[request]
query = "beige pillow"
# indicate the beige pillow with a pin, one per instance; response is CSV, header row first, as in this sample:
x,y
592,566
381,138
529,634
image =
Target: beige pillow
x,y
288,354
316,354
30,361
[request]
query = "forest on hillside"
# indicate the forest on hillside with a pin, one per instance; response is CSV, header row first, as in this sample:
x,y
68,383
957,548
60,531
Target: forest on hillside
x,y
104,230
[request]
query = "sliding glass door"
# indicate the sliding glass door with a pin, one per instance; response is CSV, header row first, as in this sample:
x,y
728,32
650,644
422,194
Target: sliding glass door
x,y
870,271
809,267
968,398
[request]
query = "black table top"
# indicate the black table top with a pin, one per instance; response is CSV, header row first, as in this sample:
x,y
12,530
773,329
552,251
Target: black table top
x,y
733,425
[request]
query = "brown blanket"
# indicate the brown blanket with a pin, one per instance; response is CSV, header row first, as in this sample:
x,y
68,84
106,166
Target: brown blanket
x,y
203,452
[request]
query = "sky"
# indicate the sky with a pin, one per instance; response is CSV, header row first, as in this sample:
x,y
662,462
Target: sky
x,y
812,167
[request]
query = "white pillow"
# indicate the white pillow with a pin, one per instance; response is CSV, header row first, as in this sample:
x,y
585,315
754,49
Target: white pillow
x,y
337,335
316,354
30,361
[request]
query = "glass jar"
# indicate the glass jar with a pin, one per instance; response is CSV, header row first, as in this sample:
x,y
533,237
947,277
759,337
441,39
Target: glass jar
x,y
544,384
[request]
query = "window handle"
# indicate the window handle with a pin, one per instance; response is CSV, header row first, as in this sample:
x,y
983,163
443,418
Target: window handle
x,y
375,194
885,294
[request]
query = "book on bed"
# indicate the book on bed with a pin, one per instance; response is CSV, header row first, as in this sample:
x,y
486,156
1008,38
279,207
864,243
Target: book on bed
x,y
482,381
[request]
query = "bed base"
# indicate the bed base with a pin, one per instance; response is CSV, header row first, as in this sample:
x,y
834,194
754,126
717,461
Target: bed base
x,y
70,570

**What is required**
Repeat each entry word for word.

**Result**
[request]
query = "beige pillow"
# indicate the beige pillow with a pin, one per instance; response is CSV, header row first, as in this sample:
x,y
592,566
381,138
529,634
image =
Target: beige pillow
x,y
288,354
316,354
30,361
[request]
query = "forest on hillside"
# indicate the forest on hillside with a pin, one per instance; response is CSV, header row first, as in this sample:
x,y
68,383
957,548
60,531
Target: forest on hillside
x,y
104,230
[request]
query = "sliding glass door"
# indicate the sliding glass door with a pin, one per instance; response is CSV, header row first, as in this sample:
x,y
728,32
650,644
422,194
Target: sliding glass door
x,y
870,271
809,267
968,398
[request]
query = "black table top"
# indicate the black table top with a pin, one per instance; response is CSV, header row first, as in this sample:
x,y
12,530
773,329
552,251
Target: black table top
x,y
733,425
[request]
query = "brown blanket"
# indicate the brown blanket with a pin, one per instance; response is CSV, header row first, as in this sample:
x,y
68,84
106,166
Target: brown blanket
x,y
203,452
[request]
query = "sky"
# indicate the sky with a pin, one per instance; response is CSV, header row first, as in this sample:
x,y
662,462
Target: sky
x,y
812,167
[request]
query = "white pillow"
# indicate the white pillow with a pin, one per instance; response is CSV, header row first, as in this sample:
x,y
585,315
754,49
Target: white pillow
x,y
337,335
316,354
30,361
[request]
query = "glass jar"
# indicate the glass jar with a pin, one per instance; response is CSV, header row first, as in this sample:
x,y
533,237
947,277
759,337
441,39
Target: glass jar
x,y
544,384
[request]
query = "window handle"
# indicate the window handle with a pin, one per instance; response is CSV, header row first, as in this sample:
x,y
983,163
443,418
Target: window handle
x,y
375,194
885,294
[request]
query = "book on bed"
# indicate the book on bed with a pin, one per instance; response is CSV, header row first, as in this sample:
x,y
486,156
1008,38
279,207
864,243
Target: book on bed
x,y
482,381
[request]
query = "bed base"
# indicate the bed base with a pin, one per instance; response is CSV, header row first, as in this sample:
x,y
834,194
754,126
717,461
Target: bed base
x,y
70,570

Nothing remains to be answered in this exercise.